» **INSTRUCTIONS TO FOLLOW**
Can you put every line of the items below into a JSON list of strings, one string per line, with blank lines left out?

[Collected data entries]
* * * * * * *
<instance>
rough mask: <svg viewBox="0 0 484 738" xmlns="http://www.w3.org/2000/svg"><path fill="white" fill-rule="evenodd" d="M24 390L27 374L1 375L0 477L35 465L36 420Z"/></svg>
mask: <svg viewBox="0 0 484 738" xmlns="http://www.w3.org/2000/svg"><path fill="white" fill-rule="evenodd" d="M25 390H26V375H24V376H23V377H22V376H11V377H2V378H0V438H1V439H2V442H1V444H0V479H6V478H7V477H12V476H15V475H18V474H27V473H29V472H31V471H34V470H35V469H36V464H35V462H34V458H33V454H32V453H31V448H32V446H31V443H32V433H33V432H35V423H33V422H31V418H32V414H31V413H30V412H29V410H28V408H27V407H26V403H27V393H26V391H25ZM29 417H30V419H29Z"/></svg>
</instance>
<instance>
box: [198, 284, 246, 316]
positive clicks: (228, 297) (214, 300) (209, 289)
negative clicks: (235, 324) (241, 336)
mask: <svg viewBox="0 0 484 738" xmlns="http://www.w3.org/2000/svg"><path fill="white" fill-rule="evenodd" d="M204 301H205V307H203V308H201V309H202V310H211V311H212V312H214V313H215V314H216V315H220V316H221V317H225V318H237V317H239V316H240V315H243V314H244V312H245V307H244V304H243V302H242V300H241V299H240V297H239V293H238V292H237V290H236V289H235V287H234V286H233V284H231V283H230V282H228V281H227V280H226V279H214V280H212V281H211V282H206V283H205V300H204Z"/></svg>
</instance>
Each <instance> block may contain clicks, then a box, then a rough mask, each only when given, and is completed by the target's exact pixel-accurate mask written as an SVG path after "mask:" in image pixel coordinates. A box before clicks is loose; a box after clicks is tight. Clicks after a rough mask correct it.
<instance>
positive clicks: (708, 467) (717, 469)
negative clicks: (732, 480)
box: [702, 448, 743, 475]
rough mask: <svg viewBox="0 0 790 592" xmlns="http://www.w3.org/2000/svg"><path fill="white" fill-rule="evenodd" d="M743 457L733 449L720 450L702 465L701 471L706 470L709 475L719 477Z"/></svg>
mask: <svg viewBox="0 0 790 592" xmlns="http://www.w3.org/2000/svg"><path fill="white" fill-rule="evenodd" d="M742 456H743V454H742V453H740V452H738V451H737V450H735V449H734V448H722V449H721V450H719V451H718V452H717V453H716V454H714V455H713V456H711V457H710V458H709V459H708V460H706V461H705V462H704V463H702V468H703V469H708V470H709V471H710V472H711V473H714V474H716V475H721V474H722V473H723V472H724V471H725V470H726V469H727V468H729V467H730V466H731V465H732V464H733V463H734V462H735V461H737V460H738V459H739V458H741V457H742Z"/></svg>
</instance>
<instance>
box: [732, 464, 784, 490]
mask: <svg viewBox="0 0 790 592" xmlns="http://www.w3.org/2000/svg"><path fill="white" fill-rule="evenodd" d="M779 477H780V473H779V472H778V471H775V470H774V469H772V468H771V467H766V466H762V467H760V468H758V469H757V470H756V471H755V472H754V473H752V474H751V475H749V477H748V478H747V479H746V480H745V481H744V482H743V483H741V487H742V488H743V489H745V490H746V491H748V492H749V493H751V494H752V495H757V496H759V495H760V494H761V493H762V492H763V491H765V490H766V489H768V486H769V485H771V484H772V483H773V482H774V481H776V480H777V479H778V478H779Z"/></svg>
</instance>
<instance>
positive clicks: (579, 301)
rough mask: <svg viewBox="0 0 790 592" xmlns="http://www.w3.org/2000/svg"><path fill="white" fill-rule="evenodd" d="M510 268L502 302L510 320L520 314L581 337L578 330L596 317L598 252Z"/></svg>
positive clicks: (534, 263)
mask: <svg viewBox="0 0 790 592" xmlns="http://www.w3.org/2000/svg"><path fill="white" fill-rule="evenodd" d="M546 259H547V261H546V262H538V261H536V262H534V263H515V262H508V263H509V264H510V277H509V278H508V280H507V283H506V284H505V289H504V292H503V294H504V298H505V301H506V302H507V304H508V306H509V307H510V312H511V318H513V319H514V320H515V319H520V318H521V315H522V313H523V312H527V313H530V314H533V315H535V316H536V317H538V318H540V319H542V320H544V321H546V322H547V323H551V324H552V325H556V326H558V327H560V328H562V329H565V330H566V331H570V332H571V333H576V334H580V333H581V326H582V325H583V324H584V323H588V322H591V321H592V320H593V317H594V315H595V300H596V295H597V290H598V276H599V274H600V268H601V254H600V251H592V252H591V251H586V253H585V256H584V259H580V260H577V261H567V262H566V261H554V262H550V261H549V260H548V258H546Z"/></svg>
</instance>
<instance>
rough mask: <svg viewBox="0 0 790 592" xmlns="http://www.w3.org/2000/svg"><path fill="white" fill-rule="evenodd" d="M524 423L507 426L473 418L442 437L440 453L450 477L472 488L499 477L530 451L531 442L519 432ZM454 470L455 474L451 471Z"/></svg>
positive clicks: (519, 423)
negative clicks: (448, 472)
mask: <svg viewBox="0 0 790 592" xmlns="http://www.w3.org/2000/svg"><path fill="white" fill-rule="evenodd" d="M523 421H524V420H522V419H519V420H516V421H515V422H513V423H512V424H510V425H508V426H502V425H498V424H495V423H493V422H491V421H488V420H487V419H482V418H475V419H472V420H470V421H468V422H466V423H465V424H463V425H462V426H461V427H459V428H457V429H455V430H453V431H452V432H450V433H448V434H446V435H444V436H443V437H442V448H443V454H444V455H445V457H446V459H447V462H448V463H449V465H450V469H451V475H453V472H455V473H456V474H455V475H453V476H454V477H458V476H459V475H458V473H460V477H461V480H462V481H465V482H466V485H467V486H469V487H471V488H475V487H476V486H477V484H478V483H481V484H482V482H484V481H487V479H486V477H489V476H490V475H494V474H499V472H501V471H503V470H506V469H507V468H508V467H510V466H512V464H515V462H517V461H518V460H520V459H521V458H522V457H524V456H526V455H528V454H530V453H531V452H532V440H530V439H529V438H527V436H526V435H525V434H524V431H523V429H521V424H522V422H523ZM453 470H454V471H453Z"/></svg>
* * * * * * *
» **WORKED SOLUTION**
[
  "<instance>",
  "rough mask: <svg viewBox=\"0 0 484 738\" xmlns=\"http://www.w3.org/2000/svg\"><path fill=\"white\" fill-rule=\"evenodd\" d=\"M24 390L27 374L1 375L0 477L35 465L36 420Z\"/></svg>",
  "mask: <svg viewBox=\"0 0 484 738\" xmlns=\"http://www.w3.org/2000/svg\"><path fill=\"white\" fill-rule=\"evenodd\" d=\"M25 390H26V375H24V376H23V377H22V376H11V377H2V378H0V438H1V439H2V442H1V444H0V479H6V478H7V477H12V476H15V475H18V474H27V473H29V472H31V471H34V470H35V469H36V464H35V462H34V458H33V454H32V453H31V448H32V446H31V443H32V433H33V432H35V423H33V422H31V418H32V414H31V413H30V412H29V410H28V408H27V407H26V403H27V393H26V391H25ZM29 417H30V419H29Z\"/></svg>",
  "</instance>",
  "<instance>",
  "box: [198, 284, 246, 316]",
  "positive clicks: (228, 297) (214, 300) (209, 289)",
  "negative clicks: (235, 324) (241, 336)",
  "mask: <svg viewBox=\"0 0 484 738\" xmlns=\"http://www.w3.org/2000/svg\"><path fill=\"white\" fill-rule=\"evenodd\" d=\"M204 301H205V307H203V308H201V309H202V310H211V311H212V312H214V313H215V314H216V315H220V316H221V317H225V318H237V317H239V316H240V315H243V314H244V312H245V307H244V304H243V302H242V300H241V299H240V297H239V293H238V292H237V290H236V289H235V287H234V286H233V284H231V283H230V282H228V281H227V280H226V279H214V280H212V281H211V282H206V283H205V300H204Z\"/></svg>",
  "</instance>",
  "Each <instance> block may contain clicks, then a box, then a rough mask, each only when given, and is completed by the target's exact pixel-accurate mask written as an SVG path after \"mask:\" in image pixel coordinates. A box before clicks is loose; a box after clicks is tight. Clicks after a rough mask correct it.",
  "<instance>",
  "positive clicks: (708, 467) (717, 469)",
  "negative clicks: (732, 480)",
  "box: [702, 448, 743, 475]",
  "rough mask: <svg viewBox=\"0 0 790 592\" xmlns=\"http://www.w3.org/2000/svg\"><path fill=\"white\" fill-rule=\"evenodd\" d=\"M743 457L733 449L720 450L702 465L701 471L706 470L709 475L719 477Z\"/></svg>",
  "mask: <svg viewBox=\"0 0 790 592\" xmlns=\"http://www.w3.org/2000/svg\"><path fill=\"white\" fill-rule=\"evenodd\" d=\"M742 456H743V454H742V453H740V452H738V451H737V450H735V449H734V448H722V449H721V450H719V451H718V452H717V453H716V454H714V455H713V456H711V457H710V458H709V459H708V460H706V461H705V462H704V463H702V468H703V469H708V470H709V471H710V472H711V473H714V474H716V475H721V474H722V473H723V472H724V471H725V470H726V469H727V468H729V467H730V466H731V465H732V464H733V463H734V462H735V461H737V460H738V459H739V458H741V457H742Z\"/></svg>",
  "</instance>",
  "<instance>",
  "box: [732, 464, 784, 490]",
  "mask: <svg viewBox=\"0 0 790 592\" xmlns=\"http://www.w3.org/2000/svg\"><path fill=\"white\" fill-rule=\"evenodd\" d=\"M779 477H780V473H779V472H778V471H775V470H774V469H772V468H771V467H766V466H762V467H760V468H758V469H757V470H756V471H755V472H754V473H752V474H751V475H749V477H748V478H747V479H746V480H745V481H744V482H743V483H741V487H742V488H743V489H745V490H746V491H748V492H749V493H751V494H752V495H757V496H759V495H760V494H761V493H762V492H763V491H765V490H766V489H768V486H769V485H771V484H772V483H773V482H774V481H776V480H777V479H778V478H779Z\"/></svg>",
  "</instance>",
  "<instance>",
  "positive clicks: (579, 301)",
  "rough mask: <svg viewBox=\"0 0 790 592\" xmlns=\"http://www.w3.org/2000/svg\"><path fill=\"white\" fill-rule=\"evenodd\" d=\"M510 268L502 302L510 320L520 314L581 337L578 330L596 317L598 252Z\"/></svg>",
  "positive clicks: (534, 263)",
  "mask: <svg viewBox=\"0 0 790 592\" xmlns=\"http://www.w3.org/2000/svg\"><path fill=\"white\" fill-rule=\"evenodd\" d=\"M546 259H547V261H546V262H538V261H536V262H534V263H515V262H508V263H509V264H510V277H509V278H508V280H507V283H506V284H505V289H504V292H503V294H504V298H505V301H506V302H507V304H508V306H509V307H510V312H511V318H513V319H514V320H515V319H520V318H521V315H522V313H523V312H527V313H530V314H533V315H535V316H536V317H538V318H540V319H542V320H544V321H546V322H547V323H551V324H552V325H556V326H558V327H560V328H562V329H565V330H566V331H570V332H571V333H576V334H580V333H581V326H582V325H583V324H584V323H588V322H591V321H592V320H593V317H594V315H595V300H596V295H597V290H598V276H599V274H600V268H601V254H600V251H592V252H591V251H586V253H585V256H584V259H580V260H577V261H567V262H566V261H554V262H550V261H549V260H548V258H546Z\"/></svg>",
  "</instance>",
  "<instance>",
  "rough mask: <svg viewBox=\"0 0 790 592\" xmlns=\"http://www.w3.org/2000/svg\"><path fill=\"white\" fill-rule=\"evenodd\" d=\"M524 423L507 426L473 418L442 437L440 453L450 477L472 488L499 477L530 451L531 442L519 432ZM454 470L455 474L451 471Z\"/></svg>",
  "positive clicks: (519, 423)",
  "negative clicks: (448, 472)",
  "mask: <svg viewBox=\"0 0 790 592\" xmlns=\"http://www.w3.org/2000/svg\"><path fill=\"white\" fill-rule=\"evenodd\" d=\"M523 421H524V420H522V419H519V420H516V421H515V422H513V423H512V424H510V425H508V426H502V425H498V424H495V423H493V422H491V421H488V420H487V419H482V418H475V419H472V420H470V421H468V422H466V423H465V424H463V425H462V426H461V427H459V428H457V429H455V430H453V431H452V432H450V433H448V434H446V435H444V436H443V437H442V448H443V454H444V455H445V457H446V459H447V462H448V463H449V465H450V469H451V475H453V472H455V473H456V474H455V475H453V476H454V477H458V476H459V475H458V473H460V477H461V480H462V481H465V482H466V485H467V486H469V487H471V488H475V487H476V486H477V484H478V483H481V484H482V482H484V481H487V479H486V477H489V476H490V475H494V474H499V472H501V471H503V470H506V469H507V468H508V467H510V466H512V464H515V462H517V461H518V460H520V459H521V458H522V457H524V456H526V455H528V454H530V453H531V452H532V440H530V439H529V438H527V436H526V435H525V434H524V431H523V429H521V424H522V422H523ZM453 470H454V471H453Z\"/></svg>"
]